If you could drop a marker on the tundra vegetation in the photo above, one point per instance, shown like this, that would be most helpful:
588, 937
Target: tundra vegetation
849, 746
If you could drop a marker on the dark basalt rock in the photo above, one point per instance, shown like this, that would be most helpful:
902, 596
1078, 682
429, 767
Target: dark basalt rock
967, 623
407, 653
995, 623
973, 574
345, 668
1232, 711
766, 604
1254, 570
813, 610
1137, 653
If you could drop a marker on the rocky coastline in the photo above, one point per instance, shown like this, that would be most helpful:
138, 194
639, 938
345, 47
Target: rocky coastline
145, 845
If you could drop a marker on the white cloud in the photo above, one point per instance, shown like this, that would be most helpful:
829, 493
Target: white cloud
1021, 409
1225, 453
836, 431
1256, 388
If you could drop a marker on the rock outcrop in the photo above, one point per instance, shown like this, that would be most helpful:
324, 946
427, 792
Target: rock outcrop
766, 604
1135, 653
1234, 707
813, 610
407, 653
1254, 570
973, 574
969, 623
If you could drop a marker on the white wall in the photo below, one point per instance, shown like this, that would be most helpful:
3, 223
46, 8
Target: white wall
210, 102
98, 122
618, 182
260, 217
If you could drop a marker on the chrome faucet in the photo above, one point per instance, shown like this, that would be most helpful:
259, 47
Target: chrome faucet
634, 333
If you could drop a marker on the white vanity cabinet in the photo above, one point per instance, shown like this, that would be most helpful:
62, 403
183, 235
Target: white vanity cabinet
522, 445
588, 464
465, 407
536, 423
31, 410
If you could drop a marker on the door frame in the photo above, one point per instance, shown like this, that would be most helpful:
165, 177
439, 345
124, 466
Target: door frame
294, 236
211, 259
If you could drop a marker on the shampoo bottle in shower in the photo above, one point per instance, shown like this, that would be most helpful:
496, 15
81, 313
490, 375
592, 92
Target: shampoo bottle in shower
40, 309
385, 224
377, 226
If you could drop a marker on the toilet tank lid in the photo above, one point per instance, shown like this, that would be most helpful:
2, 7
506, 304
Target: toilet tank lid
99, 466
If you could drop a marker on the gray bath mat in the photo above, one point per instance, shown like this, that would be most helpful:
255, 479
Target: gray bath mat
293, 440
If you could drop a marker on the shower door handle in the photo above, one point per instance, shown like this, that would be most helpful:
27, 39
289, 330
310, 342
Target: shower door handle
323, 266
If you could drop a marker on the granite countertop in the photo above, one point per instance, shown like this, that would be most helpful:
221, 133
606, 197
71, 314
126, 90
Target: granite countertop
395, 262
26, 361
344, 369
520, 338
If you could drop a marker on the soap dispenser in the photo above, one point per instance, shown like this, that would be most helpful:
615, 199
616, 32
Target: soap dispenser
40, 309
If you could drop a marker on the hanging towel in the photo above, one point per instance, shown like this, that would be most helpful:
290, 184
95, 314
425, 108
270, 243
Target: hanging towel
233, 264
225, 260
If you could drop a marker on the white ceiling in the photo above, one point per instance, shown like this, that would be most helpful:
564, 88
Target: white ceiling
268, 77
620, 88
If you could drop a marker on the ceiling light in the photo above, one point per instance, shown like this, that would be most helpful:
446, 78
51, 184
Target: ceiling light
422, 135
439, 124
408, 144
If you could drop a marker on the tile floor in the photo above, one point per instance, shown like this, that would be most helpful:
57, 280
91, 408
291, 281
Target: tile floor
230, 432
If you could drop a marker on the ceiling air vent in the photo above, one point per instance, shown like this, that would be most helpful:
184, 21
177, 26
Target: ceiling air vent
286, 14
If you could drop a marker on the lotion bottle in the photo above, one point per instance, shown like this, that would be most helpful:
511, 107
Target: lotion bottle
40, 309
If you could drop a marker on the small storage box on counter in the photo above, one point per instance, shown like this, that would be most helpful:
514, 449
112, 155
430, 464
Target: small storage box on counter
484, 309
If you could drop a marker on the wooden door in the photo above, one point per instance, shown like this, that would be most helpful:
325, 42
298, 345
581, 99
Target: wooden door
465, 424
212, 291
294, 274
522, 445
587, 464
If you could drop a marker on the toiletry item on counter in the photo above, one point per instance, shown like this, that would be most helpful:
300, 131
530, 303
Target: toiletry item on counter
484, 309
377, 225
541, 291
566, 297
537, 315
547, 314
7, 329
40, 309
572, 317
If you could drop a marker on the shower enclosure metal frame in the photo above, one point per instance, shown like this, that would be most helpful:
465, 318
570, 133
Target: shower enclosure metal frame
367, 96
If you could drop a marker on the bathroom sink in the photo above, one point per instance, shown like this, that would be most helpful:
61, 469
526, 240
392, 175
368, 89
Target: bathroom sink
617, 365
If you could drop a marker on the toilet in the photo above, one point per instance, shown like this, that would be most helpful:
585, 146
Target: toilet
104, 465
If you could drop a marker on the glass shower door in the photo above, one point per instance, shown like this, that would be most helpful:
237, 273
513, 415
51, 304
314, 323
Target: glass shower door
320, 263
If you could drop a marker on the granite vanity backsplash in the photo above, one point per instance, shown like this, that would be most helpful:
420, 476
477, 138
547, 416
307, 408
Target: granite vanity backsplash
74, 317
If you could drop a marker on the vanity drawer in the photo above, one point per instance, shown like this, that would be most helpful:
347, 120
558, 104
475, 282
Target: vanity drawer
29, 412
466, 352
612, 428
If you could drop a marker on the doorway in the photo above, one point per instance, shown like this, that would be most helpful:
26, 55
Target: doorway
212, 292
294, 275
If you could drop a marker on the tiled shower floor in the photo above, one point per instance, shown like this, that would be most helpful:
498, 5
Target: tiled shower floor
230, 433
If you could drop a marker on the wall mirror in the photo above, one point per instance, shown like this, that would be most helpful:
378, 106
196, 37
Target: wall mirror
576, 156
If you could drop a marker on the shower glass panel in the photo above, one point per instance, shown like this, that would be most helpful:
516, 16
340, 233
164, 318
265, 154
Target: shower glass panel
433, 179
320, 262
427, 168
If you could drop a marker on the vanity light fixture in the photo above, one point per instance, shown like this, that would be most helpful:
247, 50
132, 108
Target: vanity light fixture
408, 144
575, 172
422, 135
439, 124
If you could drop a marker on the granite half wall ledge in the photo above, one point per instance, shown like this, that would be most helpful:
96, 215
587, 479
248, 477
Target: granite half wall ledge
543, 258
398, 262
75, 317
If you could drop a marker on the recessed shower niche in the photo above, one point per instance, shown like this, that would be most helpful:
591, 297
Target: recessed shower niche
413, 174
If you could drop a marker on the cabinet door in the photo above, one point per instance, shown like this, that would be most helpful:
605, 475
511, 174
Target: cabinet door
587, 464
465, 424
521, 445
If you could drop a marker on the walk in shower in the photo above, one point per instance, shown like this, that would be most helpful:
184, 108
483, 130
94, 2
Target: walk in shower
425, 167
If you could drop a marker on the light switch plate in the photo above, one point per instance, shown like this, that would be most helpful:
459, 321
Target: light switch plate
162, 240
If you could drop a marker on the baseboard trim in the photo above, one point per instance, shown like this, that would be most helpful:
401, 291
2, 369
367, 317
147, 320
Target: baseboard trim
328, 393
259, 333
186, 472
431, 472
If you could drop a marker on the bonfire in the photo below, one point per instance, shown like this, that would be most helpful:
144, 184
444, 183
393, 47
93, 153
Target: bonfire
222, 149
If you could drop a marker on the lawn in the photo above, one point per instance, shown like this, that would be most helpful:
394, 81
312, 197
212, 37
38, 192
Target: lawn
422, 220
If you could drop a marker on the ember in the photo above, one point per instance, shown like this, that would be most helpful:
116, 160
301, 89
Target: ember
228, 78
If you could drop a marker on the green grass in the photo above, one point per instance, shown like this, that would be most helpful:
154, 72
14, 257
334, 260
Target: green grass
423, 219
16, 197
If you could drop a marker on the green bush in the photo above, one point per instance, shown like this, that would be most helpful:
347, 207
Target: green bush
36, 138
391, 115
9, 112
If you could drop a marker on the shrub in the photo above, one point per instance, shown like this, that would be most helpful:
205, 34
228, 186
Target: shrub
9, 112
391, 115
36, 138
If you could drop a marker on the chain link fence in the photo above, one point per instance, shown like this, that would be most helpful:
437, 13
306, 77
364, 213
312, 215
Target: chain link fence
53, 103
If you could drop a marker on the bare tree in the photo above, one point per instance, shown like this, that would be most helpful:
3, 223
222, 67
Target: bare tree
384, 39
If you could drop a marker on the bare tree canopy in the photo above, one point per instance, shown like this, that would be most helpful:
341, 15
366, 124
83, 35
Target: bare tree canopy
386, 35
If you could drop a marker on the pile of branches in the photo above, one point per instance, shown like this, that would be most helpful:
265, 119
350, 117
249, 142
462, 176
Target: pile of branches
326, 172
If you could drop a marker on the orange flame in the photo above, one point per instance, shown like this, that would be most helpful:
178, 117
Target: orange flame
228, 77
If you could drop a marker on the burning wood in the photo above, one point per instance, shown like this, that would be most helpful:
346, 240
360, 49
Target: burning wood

********************

» JOB:
Give again only the lines starting at the one that contains "If you could drop a marker on the ember" and running to the end of the data.

» TASK SOLUTION:
If you could drop a marker on the ember in the photo above, one point per instance, shown like this, that would be most helpful:
116, 160
301, 89
Target: ember
228, 78
If you could drop a marker on the green grass in the photo above, one point per instance, shown like this, that would be most helpful:
154, 72
14, 257
334, 260
Target: green grass
423, 219
16, 197
If you could drop a marker on the green bush in the photo above, one point per instance, shown like this, that would be most helpful:
347, 207
Target: green bush
36, 138
391, 115
9, 112
If you could drop a marker on the shrub in the photo above, one point per instance, shown like this, that would be most helpful:
205, 34
228, 186
Target: shrub
9, 112
391, 115
36, 138
If you could drop a marker on the chain link fence in the photo above, one point per instance, shown like this, that would be most helpful:
437, 13
306, 77
364, 213
312, 215
Target: chain link fence
53, 103
If you could drop a marker on the bare tree in the photo above, one point per instance, shown like this, that would be most helpful:
3, 223
222, 67
Target: bare tree
384, 39
If you could drop a marker on the bare tree canopy in the photo above, one point per instance, shown like this, that would be most helpful:
341, 15
366, 124
83, 35
Target: bare tree canopy
386, 35
If you could drop a marker on the pile of branches in the photo above, one point per instance, shown like this, that would be most helpful:
265, 119
350, 117
249, 142
462, 176
Target: pile of branches
326, 172
If you could drop a marker on the orange flame in the photo above, one point per instance, shown like this, that would be most helpful:
178, 117
Target: orange flame
228, 77
If you could drop a marker on the burning wood in the photo above, one point per instance, shown like this, that would be most helpful:
346, 240
360, 49
Target: burning wood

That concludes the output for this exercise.